## start Supplied information

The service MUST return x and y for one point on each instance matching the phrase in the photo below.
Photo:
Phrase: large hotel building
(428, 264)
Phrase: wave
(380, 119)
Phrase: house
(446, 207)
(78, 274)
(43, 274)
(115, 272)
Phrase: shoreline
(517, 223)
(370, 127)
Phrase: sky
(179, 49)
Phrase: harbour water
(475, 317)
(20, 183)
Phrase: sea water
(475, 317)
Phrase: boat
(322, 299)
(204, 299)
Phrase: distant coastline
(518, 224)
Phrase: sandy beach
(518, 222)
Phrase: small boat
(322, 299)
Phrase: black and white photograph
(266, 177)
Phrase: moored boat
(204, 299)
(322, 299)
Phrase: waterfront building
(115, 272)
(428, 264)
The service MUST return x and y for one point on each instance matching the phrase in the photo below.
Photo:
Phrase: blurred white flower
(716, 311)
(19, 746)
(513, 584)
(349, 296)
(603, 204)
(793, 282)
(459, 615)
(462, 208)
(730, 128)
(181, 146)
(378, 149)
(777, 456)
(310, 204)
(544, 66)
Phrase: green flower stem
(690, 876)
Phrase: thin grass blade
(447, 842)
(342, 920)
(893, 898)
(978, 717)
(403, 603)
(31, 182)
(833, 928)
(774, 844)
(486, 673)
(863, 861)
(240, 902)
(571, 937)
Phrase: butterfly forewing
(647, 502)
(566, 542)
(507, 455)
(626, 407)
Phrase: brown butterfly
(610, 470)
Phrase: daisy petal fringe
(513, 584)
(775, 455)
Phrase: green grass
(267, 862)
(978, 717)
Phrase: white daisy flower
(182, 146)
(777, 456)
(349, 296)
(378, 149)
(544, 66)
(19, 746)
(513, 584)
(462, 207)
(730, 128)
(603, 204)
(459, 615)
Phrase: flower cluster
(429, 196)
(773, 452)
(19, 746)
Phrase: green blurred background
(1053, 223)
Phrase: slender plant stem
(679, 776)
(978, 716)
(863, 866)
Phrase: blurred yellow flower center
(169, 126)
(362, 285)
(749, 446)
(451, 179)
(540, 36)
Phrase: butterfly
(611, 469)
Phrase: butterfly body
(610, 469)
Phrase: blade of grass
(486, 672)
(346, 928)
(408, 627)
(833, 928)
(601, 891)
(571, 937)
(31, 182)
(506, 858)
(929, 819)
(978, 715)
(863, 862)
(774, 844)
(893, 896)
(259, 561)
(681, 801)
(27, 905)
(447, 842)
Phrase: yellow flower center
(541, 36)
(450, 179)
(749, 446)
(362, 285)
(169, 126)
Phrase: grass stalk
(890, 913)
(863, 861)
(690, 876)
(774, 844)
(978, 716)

## end Supplied information

**What you have to do:**
Copy out all of the data above word for word, with nothing changed.

**Response for this exercise:**
The service MUST return x and y for one point on each instance matching the phrase in the photo below.
Photo:
Phrase: large hotel building
(428, 264)
Phrase: wave
(380, 119)
Phrase: house
(446, 207)
(78, 274)
(43, 274)
(115, 272)
Phrase: shoreline
(517, 223)
(370, 127)
Phrase: sky
(179, 49)
Phrase: harbour water
(475, 317)
(20, 183)
Phrase: sea water
(475, 317)
Phrase: boat
(322, 299)
(204, 299)
Phrase: distant coastline
(518, 224)
Phrase: sandy beach
(518, 222)
Phrase: small boat
(322, 299)
Phrase: black and white photograph
(266, 177)
Phrase: moored boat
(204, 299)
(322, 299)
Phrase: waterfront building
(115, 272)
(428, 264)
The service MUST return x and y for one point on each instance matching the phrase in the photo below.
Photo:
Phrase: blurred white flower
(716, 311)
(19, 746)
(513, 584)
(349, 296)
(603, 204)
(793, 282)
(459, 615)
(462, 208)
(730, 128)
(181, 146)
(378, 149)
(777, 456)
(310, 204)
(544, 66)
Phrase: green flower stem
(690, 876)
Phrase: thin grass blade
(447, 842)
(342, 920)
(893, 898)
(978, 717)
(403, 603)
(31, 182)
(833, 928)
(774, 844)
(486, 673)
(863, 861)
(240, 902)
(571, 937)
Phrase: butterfly forewing
(647, 502)
(566, 542)
(507, 455)
(626, 407)
Phrase: brown butterfly
(610, 470)
Phrase: daisy petal fringe
(513, 584)
(775, 455)
Phrase: green grass
(267, 862)
(978, 717)
Phrase: white daisy flower
(182, 146)
(777, 456)
(349, 296)
(378, 149)
(544, 66)
(19, 746)
(513, 584)
(462, 207)
(730, 128)
(603, 204)
(459, 615)
Phrase: flower cluster
(429, 196)
(773, 452)
(19, 746)
Phrase: green blurred background
(1053, 223)
Phrase: slender plant stem
(679, 776)
(978, 716)
(863, 866)
Phrase: blurred yellow flower center
(169, 126)
(362, 285)
(749, 446)
(451, 179)
(540, 36)
Phrase: butterfly
(611, 469)
Phrase: butterfly body
(610, 469)
Phrase: blade of grass
(486, 672)
(346, 928)
(408, 627)
(833, 928)
(601, 891)
(571, 937)
(31, 182)
(506, 858)
(929, 819)
(978, 715)
(863, 862)
(774, 844)
(893, 896)
(259, 561)
(681, 801)
(27, 905)
(447, 842)
Phrase: yellow flower center
(541, 36)
(450, 179)
(749, 446)
(362, 285)
(169, 126)
Phrase: grass stalk
(890, 913)
(863, 861)
(690, 876)
(774, 844)
(978, 716)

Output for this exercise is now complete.